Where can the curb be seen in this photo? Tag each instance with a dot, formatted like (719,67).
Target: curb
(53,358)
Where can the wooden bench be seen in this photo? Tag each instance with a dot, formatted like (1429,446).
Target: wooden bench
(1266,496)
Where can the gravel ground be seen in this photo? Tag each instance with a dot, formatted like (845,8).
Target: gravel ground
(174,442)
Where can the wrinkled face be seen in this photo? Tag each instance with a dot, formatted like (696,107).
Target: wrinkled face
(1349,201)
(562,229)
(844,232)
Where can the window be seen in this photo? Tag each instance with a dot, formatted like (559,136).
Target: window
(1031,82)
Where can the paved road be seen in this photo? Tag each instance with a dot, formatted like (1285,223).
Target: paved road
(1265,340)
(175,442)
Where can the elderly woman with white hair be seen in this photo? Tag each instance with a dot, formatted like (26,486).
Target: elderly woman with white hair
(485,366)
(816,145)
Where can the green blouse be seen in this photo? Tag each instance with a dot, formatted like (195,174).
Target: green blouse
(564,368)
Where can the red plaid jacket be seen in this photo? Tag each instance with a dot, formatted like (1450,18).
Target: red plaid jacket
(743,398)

..............................

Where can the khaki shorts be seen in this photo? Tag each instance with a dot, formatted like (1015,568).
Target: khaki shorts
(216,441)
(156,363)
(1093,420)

..............................

(WHAT THE TASK ASKS) Please count the lines in the listing above that contain the string "elderly", matching case exactly. Reply with the number alone.

(CORRECT ANSWER) 2